## What is needed
Only the lines from the one containing "Note: point to the stainless steel microwave" to the end of the records belong in the output; print them exactly.

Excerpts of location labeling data
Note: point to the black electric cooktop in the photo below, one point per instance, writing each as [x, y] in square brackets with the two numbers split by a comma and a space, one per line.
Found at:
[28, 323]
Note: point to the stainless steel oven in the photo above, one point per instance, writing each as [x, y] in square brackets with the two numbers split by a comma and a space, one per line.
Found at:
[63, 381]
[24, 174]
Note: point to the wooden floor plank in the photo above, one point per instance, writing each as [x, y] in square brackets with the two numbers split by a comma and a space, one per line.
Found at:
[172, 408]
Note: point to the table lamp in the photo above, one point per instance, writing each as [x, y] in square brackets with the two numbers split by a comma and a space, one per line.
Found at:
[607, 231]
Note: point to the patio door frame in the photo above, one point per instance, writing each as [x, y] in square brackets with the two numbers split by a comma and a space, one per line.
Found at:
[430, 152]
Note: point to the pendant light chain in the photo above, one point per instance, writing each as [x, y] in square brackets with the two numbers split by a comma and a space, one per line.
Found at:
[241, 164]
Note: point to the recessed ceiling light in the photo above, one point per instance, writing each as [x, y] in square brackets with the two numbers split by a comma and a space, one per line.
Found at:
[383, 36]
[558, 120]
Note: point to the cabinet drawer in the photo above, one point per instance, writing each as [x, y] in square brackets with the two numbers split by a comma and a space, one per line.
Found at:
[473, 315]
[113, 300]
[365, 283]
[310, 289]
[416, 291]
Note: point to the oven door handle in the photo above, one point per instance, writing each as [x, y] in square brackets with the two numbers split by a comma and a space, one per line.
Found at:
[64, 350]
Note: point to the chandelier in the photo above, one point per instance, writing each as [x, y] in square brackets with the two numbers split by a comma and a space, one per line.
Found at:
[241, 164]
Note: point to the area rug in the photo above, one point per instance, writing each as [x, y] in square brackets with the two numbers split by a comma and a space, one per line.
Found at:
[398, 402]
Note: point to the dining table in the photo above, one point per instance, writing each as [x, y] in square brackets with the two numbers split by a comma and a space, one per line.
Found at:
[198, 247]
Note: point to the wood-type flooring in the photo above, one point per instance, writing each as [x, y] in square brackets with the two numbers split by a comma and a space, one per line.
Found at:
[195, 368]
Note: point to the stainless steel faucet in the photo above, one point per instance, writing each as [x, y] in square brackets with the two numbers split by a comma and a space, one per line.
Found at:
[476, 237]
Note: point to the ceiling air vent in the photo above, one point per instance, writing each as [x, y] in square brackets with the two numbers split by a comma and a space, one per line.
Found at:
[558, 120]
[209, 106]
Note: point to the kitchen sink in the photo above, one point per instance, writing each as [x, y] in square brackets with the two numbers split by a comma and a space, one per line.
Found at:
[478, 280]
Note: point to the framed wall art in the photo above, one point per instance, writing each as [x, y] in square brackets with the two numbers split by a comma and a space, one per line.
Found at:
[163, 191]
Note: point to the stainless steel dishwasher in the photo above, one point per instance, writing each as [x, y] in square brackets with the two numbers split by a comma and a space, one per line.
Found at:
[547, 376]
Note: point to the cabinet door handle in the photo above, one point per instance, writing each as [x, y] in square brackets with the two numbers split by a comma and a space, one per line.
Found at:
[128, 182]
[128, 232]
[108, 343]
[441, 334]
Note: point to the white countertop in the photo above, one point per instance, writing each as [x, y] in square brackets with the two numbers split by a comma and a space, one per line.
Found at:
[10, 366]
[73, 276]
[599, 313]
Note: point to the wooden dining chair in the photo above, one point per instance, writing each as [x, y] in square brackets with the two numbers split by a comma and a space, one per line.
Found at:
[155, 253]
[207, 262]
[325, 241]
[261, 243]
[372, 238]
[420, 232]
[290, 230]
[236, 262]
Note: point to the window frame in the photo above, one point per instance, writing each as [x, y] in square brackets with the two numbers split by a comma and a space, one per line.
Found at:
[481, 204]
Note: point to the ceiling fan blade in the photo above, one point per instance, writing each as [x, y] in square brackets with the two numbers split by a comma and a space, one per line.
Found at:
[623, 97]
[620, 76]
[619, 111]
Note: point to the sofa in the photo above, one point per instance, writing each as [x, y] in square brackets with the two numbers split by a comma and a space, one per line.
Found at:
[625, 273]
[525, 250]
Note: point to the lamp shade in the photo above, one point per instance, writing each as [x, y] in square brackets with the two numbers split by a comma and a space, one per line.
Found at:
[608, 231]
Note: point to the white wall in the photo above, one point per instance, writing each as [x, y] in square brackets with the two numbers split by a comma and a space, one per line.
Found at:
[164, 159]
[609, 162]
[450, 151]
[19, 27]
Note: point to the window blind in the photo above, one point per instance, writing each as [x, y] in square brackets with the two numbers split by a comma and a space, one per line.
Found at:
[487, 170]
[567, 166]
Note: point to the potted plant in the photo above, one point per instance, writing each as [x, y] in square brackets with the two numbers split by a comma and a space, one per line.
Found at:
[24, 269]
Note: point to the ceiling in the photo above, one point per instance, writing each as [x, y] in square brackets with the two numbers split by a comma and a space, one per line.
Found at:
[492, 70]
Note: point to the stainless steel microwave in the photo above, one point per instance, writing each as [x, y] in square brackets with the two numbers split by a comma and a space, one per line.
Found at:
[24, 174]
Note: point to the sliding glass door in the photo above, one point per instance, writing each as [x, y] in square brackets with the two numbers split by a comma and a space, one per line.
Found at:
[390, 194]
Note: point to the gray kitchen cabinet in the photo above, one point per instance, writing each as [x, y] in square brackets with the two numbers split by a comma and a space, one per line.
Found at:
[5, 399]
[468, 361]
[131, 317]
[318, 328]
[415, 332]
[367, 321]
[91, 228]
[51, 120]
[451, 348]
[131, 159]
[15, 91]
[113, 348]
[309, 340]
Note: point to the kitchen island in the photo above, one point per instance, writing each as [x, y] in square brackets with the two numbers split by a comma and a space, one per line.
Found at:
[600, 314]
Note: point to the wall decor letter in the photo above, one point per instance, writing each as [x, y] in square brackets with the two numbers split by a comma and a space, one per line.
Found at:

## Result below
Note: point to the stainless steel microwave in the photo above, one point per instance, writing each as [x, y] in square brackets with the two numbers split by a comma and a space, one per line.
Found at:
[24, 174]
Note: point to the sliding glass door in the photo above, one point per instance, writing each as [x, y] in square brackets with the two numbers split by a comma and a space, one per line.
Found at:
[390, 194]
Note: point to the gray kitchen cabinet in the photo above, one point per instance, writing each as [x, y] in square brackets with the two numbers split by a comma and a space, one per line.
Found at:
[5, 399]
[468, 361]
[131, 317]
[318, 328]
[415, 332]
[367, 321]
[91, 228]
[51, 120]
[451, 348]
[131, 159]
[15, 91]
[113, 348]
[309, 340]
Note: point to the kitchen island in the photo above, one point per instance, writing each as [x, y] in square brackets with the two numbers split by a comma and a space, one per line.
Found at:
[600, 314]
Note: point to the wall decor letter in the photo above, one point per instance, writing each as [x, y] in square brackets with the two numbers split by a comma and a space, one per line.
Found at:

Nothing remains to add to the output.